=== Problem details ===
In the lines of the listing starting at the line containing "light, I would be grateful." and ending at the end of the listing, replace "outline" with "trace" and write those lines out again with nothing else changed.

[Dataset rows]
------------------------
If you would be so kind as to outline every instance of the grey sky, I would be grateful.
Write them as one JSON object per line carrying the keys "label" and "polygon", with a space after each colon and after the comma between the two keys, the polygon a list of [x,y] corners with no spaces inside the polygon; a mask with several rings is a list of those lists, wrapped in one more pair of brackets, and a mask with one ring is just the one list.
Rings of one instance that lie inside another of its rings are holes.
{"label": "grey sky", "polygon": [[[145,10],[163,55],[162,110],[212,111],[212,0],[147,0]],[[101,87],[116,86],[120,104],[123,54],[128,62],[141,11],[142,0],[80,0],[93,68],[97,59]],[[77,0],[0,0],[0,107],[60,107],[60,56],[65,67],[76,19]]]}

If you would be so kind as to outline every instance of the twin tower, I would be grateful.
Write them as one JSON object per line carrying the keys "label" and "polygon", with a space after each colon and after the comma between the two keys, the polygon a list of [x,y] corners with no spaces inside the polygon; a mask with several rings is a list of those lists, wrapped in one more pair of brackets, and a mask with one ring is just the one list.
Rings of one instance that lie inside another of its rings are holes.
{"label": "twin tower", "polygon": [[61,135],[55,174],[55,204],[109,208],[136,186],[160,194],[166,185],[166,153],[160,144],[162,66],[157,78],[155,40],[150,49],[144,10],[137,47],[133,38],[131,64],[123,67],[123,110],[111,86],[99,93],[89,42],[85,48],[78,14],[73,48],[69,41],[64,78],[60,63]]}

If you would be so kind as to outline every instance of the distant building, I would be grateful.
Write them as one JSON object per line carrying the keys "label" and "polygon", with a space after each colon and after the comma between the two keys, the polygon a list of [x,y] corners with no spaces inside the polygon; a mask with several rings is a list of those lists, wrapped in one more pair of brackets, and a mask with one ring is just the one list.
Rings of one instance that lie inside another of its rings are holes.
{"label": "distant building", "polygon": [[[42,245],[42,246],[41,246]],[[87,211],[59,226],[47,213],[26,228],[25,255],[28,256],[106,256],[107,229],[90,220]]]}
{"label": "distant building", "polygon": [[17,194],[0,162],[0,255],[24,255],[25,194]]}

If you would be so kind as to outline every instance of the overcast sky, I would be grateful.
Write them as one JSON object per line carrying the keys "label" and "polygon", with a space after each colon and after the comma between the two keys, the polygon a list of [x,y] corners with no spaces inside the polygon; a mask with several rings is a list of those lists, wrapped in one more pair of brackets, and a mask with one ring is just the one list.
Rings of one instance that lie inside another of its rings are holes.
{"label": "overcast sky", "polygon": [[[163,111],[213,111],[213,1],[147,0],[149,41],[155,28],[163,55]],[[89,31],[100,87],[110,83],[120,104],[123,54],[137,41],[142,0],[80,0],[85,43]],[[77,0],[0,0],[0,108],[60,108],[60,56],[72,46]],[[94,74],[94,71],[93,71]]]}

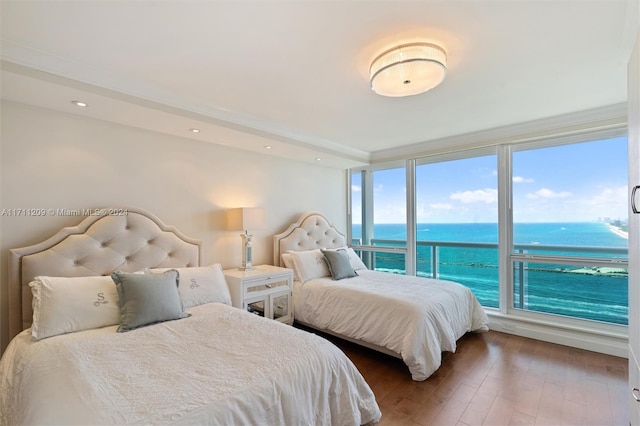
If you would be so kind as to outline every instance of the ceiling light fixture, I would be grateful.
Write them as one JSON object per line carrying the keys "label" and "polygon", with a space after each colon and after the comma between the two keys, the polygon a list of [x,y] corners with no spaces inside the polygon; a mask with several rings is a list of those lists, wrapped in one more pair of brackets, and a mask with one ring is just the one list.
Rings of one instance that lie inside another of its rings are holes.
{"label": "ceiling light fixture", "polygon": [[387,50],[371,63],[371,89],[382,96],[411,96],[442,83],[447,54],[431,43],[403,44]]}

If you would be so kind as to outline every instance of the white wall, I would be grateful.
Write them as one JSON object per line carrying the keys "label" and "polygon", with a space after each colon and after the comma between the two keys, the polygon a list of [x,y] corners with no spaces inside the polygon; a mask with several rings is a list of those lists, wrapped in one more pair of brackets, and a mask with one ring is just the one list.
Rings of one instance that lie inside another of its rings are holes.
{"label": "white wall", "polygon": [[[238,232],[224,212],[262,207],[268,228],[254,234],[254,264],[272,263],[272,238],[304,211],[343,231],[343,170],[284,160],[75,115],[3,102],[2,209],[135,206],[203,240],[205,263],[239,265]],[[81,217],[0,216],[0,348],[8,343],[8,250],[44,240]]]}

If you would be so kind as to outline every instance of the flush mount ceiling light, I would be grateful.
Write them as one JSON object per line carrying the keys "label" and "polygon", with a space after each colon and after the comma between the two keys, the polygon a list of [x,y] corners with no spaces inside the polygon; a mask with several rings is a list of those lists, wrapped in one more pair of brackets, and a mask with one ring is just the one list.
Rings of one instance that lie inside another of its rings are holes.
{"label": "flush mount ceiling light", "polygon": [[371,89],[382,96],[411,96],[442,83],[447,54],[431,43],[411,43],[382,53],[371,63]]}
------------------------
=== Final result ===
If you would be so kind as to trace every instance of the flush mount ceiling light, I would be grateful.
Write them as one JSON object per line carrying the keys "label" and "polygon", with a space after each colon and after the comma between the two keys, the polygon a list of [x,y] corners with no spaces inside the polygon; a mask with several rings is a list of those lists, wrapped in one more pair of brackets, and a mask with one ring is just the one list.
Rings of one instance that lie inside another of its rings are holes.
{"label": "flush mount ceiling light", "polygon": [[371,89],[382,96],[411,96],[442,83],[447,54],[431,43],[411,43],[382,53],[371,63]]}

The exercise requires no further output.